▶ Task item
Find the string "woman" in the entries and copy each line that has it.

Data supplied below:

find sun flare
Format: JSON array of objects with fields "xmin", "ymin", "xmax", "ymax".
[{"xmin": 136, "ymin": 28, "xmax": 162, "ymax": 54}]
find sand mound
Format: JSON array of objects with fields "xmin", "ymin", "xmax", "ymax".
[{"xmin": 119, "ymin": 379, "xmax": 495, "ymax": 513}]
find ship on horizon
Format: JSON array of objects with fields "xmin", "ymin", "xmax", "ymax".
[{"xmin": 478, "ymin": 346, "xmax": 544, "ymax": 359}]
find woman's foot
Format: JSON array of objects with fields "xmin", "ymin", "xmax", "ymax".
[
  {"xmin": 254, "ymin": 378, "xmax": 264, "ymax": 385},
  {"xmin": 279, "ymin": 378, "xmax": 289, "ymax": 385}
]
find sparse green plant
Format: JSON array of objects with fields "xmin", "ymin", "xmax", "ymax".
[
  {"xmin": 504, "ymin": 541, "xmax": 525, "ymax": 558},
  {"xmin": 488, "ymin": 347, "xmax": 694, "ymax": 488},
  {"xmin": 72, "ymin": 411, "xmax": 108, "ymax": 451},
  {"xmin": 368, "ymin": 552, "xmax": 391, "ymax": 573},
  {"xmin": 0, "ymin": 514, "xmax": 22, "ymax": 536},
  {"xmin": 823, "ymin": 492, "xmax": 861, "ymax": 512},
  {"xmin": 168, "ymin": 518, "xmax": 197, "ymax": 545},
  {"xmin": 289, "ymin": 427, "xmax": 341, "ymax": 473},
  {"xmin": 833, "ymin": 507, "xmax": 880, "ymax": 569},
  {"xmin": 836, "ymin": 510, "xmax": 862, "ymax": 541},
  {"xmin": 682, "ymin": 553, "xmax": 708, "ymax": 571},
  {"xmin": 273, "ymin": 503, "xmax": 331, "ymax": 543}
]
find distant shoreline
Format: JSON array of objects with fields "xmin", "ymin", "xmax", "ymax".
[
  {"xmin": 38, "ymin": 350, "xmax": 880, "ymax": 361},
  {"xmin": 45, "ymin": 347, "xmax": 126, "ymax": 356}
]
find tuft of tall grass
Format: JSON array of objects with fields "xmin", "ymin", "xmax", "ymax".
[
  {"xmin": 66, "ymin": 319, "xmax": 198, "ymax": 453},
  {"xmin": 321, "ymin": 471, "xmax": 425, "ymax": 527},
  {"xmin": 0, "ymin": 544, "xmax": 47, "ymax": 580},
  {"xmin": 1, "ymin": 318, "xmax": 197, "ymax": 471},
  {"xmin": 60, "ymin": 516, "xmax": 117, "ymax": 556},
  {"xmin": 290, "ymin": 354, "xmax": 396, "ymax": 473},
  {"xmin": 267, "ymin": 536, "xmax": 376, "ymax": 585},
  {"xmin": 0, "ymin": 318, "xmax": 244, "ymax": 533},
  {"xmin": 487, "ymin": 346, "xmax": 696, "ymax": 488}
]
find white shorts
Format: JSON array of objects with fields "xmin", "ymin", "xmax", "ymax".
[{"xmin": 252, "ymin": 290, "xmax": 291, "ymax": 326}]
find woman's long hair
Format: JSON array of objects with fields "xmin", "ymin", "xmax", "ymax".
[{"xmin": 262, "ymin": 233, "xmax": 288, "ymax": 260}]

End of Data supplied.

▶ Exercise output
find woman's foot
find woman's long hair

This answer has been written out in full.